公園に行ったんです、ちょうど桜が咲き乱れる頃、お花見に。
桜に囲まれながら二人で将来の事とか世間話なんかを喋りあったりして。
その後、着物や小物を買いに行ったり散歩したりして楽しいデートでした。
でも、彼女が別れ際に言ったんです。「私、仙台に行かなければいけないの
家族の事情で・・・。それで、一緒に来てほしいの」僕達は広島に住んでいた
ので正直戸惑いました。でも全てを理解して僕は彼女について行ったんです。
そしてあれから幾十年が経った現在、今でもあの頃と変わらずのんびり暮らしています。
こういう懐かしい秘密の思い出を一つぐらい持っていたいので墓場に持っていきます。

 

2

俺が小学生の低学年だったころ、親父は週に二日ぐらいしか帰ってこなかった。
親父が家に帰ってきたある日、親父に兄貴と俺が部屋に呼ばれた。
親父「今からはなすことはわかってると思うけど・・・」
俺「わかんな~い。きゃはは」
なんだか知らないが親父は急に泣き出し、部屋を出て母親と話してた。
それからは毎日帰ってくるようになりました。

════

▶ 練習問題
a: 上の思い出話の原文抜粋のうち、「桜に囲まれながら二人で将来の事とか世間話なんかを喋りあったりして。」から「ので正直戸惑いました。でも全てを理解して僕は彼女について行ったんです。」までの部分を一字一句そのまま書き写してもらえますか？
b: 上の思い出話の原文抜粋を、最後の文の後から引き継いで書き進めてもらえますか？

════

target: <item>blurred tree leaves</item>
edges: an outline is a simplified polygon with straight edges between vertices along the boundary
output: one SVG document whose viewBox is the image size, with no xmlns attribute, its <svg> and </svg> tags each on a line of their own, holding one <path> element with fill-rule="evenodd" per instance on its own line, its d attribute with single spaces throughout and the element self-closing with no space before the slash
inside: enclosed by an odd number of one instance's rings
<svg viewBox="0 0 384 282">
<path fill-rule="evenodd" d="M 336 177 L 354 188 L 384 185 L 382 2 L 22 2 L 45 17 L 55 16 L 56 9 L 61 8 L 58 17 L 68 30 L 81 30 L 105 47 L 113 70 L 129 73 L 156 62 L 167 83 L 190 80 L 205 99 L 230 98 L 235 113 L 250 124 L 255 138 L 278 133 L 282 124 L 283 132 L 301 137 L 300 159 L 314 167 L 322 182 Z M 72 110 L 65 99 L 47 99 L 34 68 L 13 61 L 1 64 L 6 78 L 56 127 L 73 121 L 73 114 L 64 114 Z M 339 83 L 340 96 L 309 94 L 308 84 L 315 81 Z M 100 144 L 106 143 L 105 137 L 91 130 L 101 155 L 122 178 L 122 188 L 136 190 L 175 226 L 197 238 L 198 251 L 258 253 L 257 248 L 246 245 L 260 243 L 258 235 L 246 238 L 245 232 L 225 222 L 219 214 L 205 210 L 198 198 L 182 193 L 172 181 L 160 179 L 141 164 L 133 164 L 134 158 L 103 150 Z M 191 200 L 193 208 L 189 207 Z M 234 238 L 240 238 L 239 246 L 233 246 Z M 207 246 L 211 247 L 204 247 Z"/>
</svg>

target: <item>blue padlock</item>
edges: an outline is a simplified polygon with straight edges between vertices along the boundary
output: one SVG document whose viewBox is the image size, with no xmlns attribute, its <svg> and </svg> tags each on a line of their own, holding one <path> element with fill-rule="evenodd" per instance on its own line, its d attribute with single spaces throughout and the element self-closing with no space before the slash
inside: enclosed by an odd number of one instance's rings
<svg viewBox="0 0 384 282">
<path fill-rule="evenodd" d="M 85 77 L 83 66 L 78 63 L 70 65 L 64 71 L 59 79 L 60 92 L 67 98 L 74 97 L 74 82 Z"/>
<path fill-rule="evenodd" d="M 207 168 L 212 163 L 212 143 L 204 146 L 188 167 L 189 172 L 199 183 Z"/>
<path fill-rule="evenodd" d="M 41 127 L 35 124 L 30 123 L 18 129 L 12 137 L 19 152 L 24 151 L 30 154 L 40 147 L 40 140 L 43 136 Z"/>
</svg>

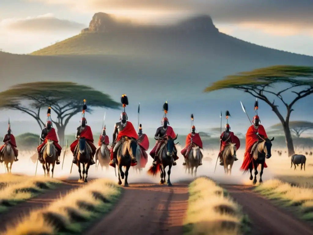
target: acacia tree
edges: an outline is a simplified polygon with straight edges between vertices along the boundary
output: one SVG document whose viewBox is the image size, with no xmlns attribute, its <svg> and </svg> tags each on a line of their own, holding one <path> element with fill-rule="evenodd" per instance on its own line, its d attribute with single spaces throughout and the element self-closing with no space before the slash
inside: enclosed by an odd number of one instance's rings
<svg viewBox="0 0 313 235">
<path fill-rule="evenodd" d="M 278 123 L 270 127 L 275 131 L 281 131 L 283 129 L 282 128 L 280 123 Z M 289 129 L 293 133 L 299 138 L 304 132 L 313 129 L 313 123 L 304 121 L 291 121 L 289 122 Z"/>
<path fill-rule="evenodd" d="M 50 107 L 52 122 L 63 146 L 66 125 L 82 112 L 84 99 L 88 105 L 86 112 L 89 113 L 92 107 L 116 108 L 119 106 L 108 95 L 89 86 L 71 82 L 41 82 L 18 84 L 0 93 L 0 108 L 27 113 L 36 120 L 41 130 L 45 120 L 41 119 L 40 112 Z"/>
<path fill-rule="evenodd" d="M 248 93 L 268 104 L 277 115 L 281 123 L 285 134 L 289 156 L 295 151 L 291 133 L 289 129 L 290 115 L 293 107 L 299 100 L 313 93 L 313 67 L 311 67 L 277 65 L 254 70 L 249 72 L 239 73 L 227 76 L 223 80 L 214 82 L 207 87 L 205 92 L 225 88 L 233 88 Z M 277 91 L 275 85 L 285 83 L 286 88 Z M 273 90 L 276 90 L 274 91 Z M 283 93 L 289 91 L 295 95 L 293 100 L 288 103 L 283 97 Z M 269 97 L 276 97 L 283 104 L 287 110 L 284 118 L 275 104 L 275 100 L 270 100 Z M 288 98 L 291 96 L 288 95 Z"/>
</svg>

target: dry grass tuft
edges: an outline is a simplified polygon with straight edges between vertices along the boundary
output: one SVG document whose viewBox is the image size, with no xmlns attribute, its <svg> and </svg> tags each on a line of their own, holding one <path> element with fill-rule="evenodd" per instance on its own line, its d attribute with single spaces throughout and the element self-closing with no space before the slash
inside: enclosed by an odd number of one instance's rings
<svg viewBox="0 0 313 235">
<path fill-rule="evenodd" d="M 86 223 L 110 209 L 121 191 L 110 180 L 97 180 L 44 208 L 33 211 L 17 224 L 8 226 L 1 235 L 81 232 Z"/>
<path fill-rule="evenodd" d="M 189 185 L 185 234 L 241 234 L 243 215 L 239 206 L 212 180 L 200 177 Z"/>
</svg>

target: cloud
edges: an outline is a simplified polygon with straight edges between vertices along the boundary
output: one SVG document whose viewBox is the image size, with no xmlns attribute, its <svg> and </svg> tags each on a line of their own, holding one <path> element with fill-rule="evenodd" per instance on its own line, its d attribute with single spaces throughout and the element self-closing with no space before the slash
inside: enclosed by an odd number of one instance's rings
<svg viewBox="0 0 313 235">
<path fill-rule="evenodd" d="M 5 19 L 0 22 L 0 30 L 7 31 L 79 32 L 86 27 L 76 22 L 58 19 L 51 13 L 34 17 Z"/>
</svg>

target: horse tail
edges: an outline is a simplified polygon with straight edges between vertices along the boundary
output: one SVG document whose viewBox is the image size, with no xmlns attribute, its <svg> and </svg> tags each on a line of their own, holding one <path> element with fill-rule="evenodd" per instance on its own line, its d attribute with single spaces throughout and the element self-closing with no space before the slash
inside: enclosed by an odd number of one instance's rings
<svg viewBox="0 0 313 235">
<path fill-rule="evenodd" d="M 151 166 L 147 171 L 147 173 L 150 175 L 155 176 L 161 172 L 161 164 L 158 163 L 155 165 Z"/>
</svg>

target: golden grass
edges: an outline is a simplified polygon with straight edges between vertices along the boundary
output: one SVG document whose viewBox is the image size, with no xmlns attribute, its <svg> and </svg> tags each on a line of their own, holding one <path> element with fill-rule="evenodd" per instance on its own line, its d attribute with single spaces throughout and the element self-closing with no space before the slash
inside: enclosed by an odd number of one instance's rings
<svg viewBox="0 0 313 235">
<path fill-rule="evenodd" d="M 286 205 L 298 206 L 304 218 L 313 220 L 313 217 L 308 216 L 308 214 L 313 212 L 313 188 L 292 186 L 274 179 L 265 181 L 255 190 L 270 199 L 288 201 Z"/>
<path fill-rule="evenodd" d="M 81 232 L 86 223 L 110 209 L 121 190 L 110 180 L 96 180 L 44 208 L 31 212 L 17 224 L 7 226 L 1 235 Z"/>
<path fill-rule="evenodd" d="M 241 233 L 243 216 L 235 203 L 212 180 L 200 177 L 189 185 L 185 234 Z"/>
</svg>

════

▶ 解答一覧
a:
桜に囲まれながら二人で将来の事とか世間話なんかを喋りあったりして。
その後、着物や小物を買いに行ったり散歩したりして楽しいデートでした。
でも、彼女が別れ際に言ったんです。「私、仙台に行かなければいけないの
家族の事情で・・・。それで、一緒に来てほしいの」僕達は広島に住んでいた
ので正直戸惑いました。でも全てを理解して僕は彼女について行ったんです。

b:
今から考えれば、離婚話を話そうとしながらも子供の無邪気さに
心を打たれたって感じだったんだろう。
当時の俺にしても、母親から「お父さんが別の女の人と住んでいる電話番号」
というのを教えてもらったにもかかわらず、何で気が付かなかったんだろ。

 

3

大学入試でカンニングしまくって合格したこと。
そこ以外の、全然レベルの低い学校も全て不合格だったのに、
魔が刺して隣の奴のマークを横目でチラチラ見て写した。
俺の学力ではとても行けるような学校じゃなかったので
昔の知り合いでカンニング疑っている奴もいるかもしれんが。

ちなみに、大学でもテストは半分以上カンニングしてパスした。
バレずに4年で卒業できてヨカタ…。

 

4

母親の古い鏡台を何気なく開けたら、
両目をくりぬかれた父親の写真が出てきた。
写真の裏には、母親の字で、えんえんと恨み言が・・・
写真をすぐにしまって、「見なかった事にしよう」と思ったよ。

 

5

前に勤めていた会社で、出社拒否症になりました。
図書館や映画館に行って時間を潰していました。
親と同居してるので、普通に会社行ってる振りしてるのが辛かったなぁ。
今は別の職についてなんとかやってるけど、今でも
図書館とか行くと、当時の事を思い出します。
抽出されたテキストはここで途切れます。